*Action item*:
Starting at the line containing "Where can you find the chrome" and ending at the line containing "Where can you find the gold", print every line of the material below exactly, both ends included, and stop there.

*Dataset*:
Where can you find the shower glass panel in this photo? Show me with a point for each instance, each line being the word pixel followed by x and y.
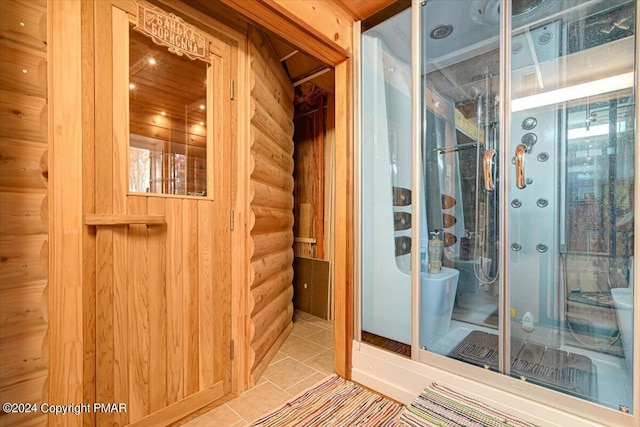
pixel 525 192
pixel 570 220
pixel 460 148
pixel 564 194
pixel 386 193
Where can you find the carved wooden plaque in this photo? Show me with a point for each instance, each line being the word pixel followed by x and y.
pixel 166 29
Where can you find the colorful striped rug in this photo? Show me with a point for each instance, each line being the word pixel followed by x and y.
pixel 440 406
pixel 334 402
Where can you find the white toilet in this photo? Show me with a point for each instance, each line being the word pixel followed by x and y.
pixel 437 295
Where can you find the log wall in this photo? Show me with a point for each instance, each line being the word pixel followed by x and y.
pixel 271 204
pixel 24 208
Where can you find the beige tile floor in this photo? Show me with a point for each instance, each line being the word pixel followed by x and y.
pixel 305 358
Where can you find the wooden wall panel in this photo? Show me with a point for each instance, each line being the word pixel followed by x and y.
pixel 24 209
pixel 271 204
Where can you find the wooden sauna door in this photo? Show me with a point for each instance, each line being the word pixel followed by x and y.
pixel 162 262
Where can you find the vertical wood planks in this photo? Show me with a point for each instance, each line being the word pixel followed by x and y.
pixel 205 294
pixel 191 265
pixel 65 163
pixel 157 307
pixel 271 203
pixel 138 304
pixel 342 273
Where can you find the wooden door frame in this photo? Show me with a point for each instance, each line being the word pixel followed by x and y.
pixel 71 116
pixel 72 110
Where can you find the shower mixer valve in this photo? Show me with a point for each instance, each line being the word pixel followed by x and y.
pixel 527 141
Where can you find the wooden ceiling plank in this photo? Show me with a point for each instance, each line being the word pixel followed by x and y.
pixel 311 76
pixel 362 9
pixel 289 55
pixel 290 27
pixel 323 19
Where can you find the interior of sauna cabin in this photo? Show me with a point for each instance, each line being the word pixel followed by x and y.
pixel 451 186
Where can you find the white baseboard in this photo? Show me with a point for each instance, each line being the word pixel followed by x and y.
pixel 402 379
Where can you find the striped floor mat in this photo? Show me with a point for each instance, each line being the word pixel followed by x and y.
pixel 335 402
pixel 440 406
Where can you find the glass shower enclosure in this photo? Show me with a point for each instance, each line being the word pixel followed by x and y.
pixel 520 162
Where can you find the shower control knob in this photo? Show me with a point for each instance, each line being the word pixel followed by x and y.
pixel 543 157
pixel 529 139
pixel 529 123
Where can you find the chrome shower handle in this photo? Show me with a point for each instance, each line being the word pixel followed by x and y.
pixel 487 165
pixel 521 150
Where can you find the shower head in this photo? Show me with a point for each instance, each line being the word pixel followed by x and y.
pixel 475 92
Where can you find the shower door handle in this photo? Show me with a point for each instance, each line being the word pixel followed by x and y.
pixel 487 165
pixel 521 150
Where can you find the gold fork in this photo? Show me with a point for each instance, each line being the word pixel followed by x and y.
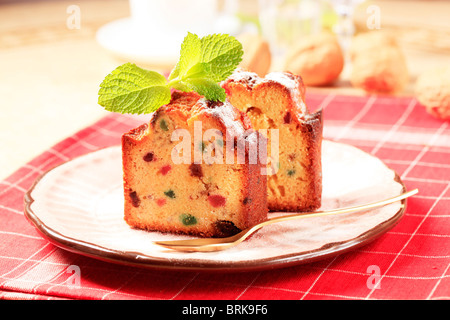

...

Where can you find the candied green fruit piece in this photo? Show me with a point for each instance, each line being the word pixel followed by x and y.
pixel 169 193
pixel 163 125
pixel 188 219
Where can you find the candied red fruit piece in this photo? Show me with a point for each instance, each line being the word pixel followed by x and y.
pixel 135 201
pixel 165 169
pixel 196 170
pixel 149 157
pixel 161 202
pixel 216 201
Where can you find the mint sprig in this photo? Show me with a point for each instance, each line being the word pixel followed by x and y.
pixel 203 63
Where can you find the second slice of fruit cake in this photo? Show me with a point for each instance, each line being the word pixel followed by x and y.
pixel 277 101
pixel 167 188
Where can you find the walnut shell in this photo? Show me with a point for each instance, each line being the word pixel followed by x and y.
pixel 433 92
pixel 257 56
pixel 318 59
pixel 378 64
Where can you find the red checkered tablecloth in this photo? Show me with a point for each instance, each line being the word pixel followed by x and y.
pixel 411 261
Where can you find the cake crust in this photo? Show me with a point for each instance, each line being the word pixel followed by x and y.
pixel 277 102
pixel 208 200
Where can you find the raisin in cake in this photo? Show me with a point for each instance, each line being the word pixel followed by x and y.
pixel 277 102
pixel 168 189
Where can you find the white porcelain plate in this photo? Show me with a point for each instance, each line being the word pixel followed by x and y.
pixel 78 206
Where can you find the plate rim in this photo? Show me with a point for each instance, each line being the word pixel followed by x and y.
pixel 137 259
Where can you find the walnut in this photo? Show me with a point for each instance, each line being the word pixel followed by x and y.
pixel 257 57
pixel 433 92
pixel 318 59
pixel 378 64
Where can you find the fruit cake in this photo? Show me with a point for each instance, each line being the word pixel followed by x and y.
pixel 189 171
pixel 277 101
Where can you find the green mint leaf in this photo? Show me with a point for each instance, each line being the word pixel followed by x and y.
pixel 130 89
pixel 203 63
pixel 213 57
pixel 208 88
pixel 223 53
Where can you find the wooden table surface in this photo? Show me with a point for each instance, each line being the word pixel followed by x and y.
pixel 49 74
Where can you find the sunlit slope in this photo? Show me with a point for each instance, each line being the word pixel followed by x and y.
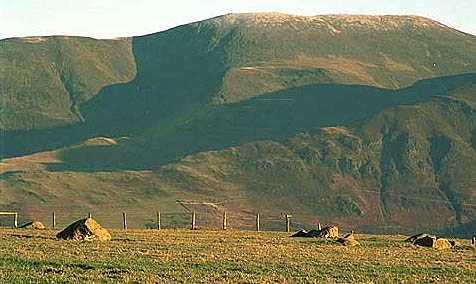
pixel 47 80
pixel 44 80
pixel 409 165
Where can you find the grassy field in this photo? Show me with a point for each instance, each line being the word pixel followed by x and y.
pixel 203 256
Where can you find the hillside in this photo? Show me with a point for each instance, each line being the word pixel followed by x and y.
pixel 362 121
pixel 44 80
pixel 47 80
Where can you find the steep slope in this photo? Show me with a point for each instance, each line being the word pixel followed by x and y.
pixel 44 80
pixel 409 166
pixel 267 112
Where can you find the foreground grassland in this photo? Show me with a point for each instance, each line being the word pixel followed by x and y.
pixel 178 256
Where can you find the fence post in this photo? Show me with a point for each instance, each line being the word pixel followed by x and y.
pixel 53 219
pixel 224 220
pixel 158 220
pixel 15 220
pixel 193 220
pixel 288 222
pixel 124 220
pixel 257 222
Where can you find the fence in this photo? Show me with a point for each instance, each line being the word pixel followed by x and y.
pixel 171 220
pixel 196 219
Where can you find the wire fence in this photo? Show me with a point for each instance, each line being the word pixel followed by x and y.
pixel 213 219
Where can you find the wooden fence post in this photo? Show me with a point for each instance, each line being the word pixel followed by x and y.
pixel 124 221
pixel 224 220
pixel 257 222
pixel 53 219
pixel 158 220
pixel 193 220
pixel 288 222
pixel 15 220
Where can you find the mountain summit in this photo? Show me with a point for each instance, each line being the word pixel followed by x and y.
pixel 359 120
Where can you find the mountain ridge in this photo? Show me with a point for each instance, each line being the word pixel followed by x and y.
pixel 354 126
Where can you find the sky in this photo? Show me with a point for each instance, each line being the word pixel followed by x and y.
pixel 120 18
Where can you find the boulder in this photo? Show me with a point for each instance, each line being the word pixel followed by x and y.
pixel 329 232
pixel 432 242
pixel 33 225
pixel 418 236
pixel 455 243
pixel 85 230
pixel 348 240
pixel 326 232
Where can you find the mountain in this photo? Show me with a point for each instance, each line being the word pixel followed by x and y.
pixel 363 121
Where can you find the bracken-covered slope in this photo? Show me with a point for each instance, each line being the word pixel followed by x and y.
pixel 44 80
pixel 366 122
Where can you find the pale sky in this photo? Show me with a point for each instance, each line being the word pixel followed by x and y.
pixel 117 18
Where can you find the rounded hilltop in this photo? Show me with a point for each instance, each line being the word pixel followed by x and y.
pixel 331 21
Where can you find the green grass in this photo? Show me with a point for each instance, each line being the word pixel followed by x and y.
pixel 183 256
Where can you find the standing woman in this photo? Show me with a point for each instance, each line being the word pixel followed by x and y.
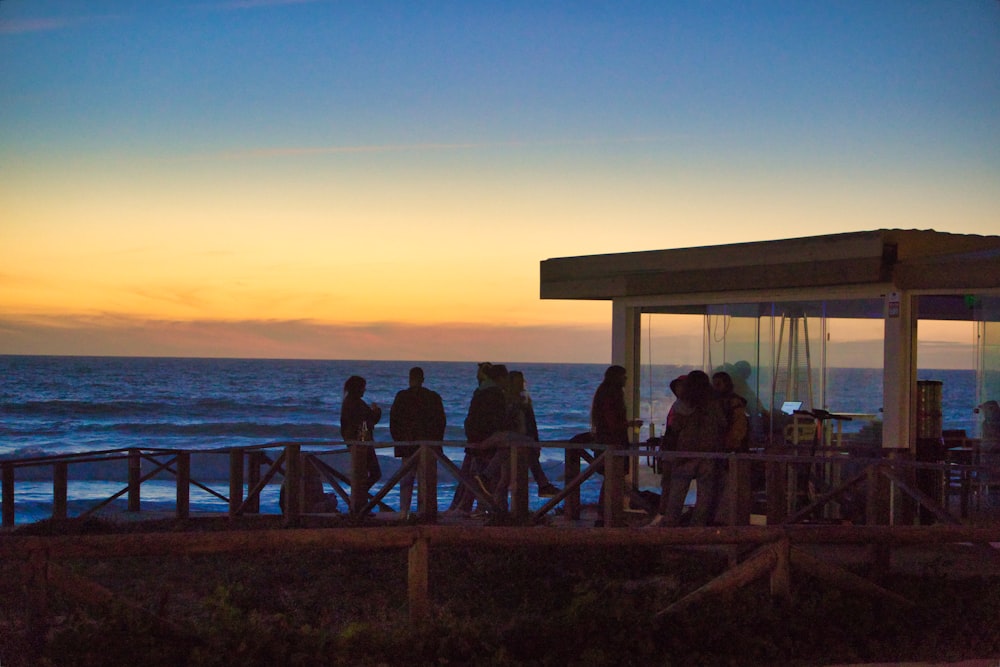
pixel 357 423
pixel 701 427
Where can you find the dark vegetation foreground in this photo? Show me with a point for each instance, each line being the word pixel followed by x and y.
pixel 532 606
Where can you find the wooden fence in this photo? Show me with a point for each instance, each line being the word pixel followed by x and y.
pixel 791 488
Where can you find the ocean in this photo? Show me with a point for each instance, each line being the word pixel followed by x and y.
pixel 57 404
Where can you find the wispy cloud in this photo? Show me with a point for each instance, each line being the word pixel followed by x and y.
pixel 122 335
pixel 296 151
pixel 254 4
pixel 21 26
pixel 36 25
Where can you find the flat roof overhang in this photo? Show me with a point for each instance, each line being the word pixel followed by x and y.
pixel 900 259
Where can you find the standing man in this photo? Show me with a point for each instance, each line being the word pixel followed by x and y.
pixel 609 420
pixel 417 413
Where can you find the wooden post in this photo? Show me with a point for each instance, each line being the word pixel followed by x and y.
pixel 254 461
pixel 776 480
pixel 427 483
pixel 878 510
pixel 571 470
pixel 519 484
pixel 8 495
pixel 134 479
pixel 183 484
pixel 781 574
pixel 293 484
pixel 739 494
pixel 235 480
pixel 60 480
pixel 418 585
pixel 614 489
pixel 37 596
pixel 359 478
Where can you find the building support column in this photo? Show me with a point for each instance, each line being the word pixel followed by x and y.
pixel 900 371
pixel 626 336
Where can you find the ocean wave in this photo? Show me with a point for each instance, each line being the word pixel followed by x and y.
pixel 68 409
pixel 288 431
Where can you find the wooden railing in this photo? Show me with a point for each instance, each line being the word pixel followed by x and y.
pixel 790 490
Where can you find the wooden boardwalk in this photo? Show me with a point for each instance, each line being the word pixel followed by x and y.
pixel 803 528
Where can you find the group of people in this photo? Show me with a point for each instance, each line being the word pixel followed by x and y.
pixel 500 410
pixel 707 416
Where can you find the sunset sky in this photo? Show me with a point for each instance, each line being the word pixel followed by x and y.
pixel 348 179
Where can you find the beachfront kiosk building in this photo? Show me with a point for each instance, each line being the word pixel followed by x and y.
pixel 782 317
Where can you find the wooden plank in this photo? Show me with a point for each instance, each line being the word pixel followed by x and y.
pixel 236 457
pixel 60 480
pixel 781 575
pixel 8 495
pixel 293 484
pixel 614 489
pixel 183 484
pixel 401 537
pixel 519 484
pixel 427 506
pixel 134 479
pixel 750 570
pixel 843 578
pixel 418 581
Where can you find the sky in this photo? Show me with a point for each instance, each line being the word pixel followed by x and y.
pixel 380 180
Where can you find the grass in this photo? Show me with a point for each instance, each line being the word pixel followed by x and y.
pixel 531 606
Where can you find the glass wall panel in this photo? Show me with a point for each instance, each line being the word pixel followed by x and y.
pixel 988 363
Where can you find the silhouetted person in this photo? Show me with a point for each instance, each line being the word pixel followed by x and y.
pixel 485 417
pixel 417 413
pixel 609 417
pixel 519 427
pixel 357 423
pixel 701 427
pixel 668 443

*Result of this exercise*:
Where can you find the chrome shower handle in this photo? Show me with a point for each instance, each line being the word pixel followed by x and y.
pixel 487 165
pixel 521 150
Where can you find the shower head in this photo? Show me with a point for each instance, each line being the word pixel followed by x and y.
pixel 475 92
Where can you find the shower door handle in this photo? Show me with a point for each instance, each line being the word pixel followed by x and y.
pixel 487 165
pixel 521 150
Where can you find the gold fork in this photo? Show me with a point for each instance, each line being the word pixel followed by x and y.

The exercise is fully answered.